▸ SECCIÓN DEL DOCUMENTO
★ ★ ★ ★
Colaboración de Paco Pérez
Capítulo X
ANÉCDOTAS OCURRIDAS EN ÉL-II
En
otro capítulo expuse que en este local se celebraban bodas y lo recuerdo hoy de
nuevo porque después del banquete de una de ellas fue cuando comenzó a tomar
cuerpo una acción anecdótica que bien podría ser calificada como travesura o
como acción pícara, dependerá su enjuiciamiento del grosor que tengan los
cristales que usen los lectores.
Dos
amigos, Ildefonso Jiménez García “Alonso”
o “Cabeza pepino” y Pascual Pérez
Fernández “El cabezón” (antes de
que se marchara con su familia a Barcelona), protagonizaron la anécdota que os
voy a relatar hoy, ocurrió hace ya bastantes años y entonces tenían pocos años.
Ésta no estuvo premeditada, lo que sucedió fue por casualidad pues comenzó a gestarse
después que acabara el banquete de una boda, cuando los camareros ya limpiaban
el local y los músicos iniciaban la animación del ambiente ofreciendo sus
melodías a los invitados para que salieran a la pista a bailar. En esos
momentos ellos entraron siguiendo la costumbre del pueblo con la única intención
de divertirse a su manera, es decir, jugando en aquel ambiente mientras los
mayores bailaban. Iban de un lugar a otro del local sin parar, lo hacían
mientras exploraban todos los rincones, y así fue como descubrieron que en la
empalizada de sillas que había puesto el señor Antonio para separar la parte del local destinado a la boda había
un hueco porque faltaba una. Al percatarse de ese detalle lo comentaron entre
ellos y, como les entró la curiosidad de ver lo que había detrás, decidieron
deslizarse por el hueco que había hasta el lado opuesto para así poder explorar
la parte del local que había tras la pared de sillas.
★ ★ ★ ★
▸ EXTRACTO DE DATOS
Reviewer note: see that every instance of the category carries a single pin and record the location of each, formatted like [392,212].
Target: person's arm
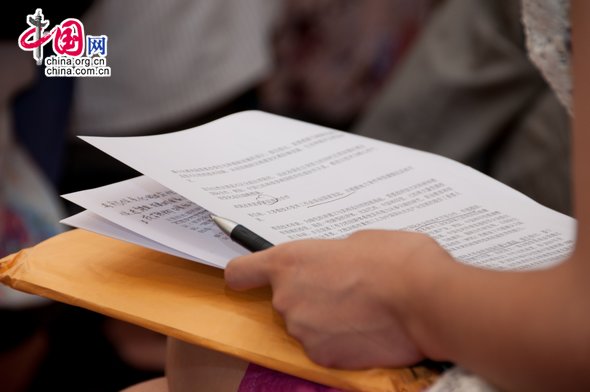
[387,298]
★ ★ ★ ★
▸ TAREAS ASIGNADAS
[1] Vuelve a escribir literalmente el fragmento del relato situado entre "Colaboración de Paco" y "usen los lectores.", ambos inclusive.
[2] Responde según el relato:
(a) ¿A qué ciudad se marchó Pascual Pérez Fernández con su familia?
(b) ¿Quién había puesto la empalizada de sillas?
(c) ¿Por qué había un hueco en esa empalizada?
[3] Escribe la continuación del relato de la anécdota a partir de su última frase.
El listado procede de una fuente distinta.

▸ RESULTADOS OBTENIDOS
[1]
Colaboración de Paco Pérez
Capítulo X
ANÉCDOTAS OCURRIDAS EN ÉL-II
En
otro capítulo expuse que en este local se celebraban bodas y lo recuerdo hoy de
nuevo porque después del banquete de una de ellas fue cuando comenzó a tomar
cuerpo una acción anecdótica que bien podría ser calificada como travesura o
como acción pícara, dependerá su enjuiciamiento del grosor que tengan los
cristales que usen los lectores.

[2]
(a) A Barcelona.
(b) El señor Antonio.
(c) Porque faltaba una silla.

[3]
Cuando
lograron el objetivo propuesto lo primero que vieron fue el pequeño habitáculo
destinado a taquilla, fueron hasta
ella, entraron dentro porque la puerta de acceso no estaba cerrada con llave y
entonces descubrieron que encima de una mesilla estaban amontonados muchos
tacos de entradas. Como en aquellos tiempos los pequeños tenían muy difícil ir
al cine, debido a que las economías familiares estaban para dar a los hijos de
comer y para vestir pero no para ir a los espectáculos, pues aquella visión les
hizo tomar una decisión rápida y sabia: Cogerían un taco de entradas de cada
uno de los colores.
¿Por
qué tomaron esa decisión?
Porque
ellos sabían que los colores de las entradas se iban alternando y por eso,
cuando había cine, se acercaban para investigar el color que aquella noche
tenían.
Con
este procedimiento, mientras tuvieron entradas, ellos fueron los mejores
clientes del “Cine Cervantes” y los
dueños estaban encantados de recibirlos.
El
procedimiento que utilizaban para saber el color de las entradas que debían
coger cada vez que iban era muy sencillo, se hacían los remolones en las
puertas y esperaban a que se vendieran las primeras pero una noche, sin
esperarlo, se vieron sorprendidos por la novedad que descubrieron en la entrada
de un amigo… ¡¡¡La entrada estaba
taladrada y llevaba unos pequeños agujeros!!!
Como
las necesidades de la vida le hacen a la mente trabajar con rapidez pues Pascual tuvo la brillante idea de comprar
una y, con ella, irían corriendo hasta su casa para que Lucía, su hermana, les arreglara el problema. Ella, mayor que los
dos cinéfilos, sacó la almohadilla de los bolillos; cogió una aguja adecuada y taladró
dos entradas, colocando la comprada encima de las que ellos tenían y quedándose
con una ya picada para otras funciones.
Así
fue cómo lograron salvar la dificultad presentada y seguir pasando gratis al local
hasta que agotaron los tacos.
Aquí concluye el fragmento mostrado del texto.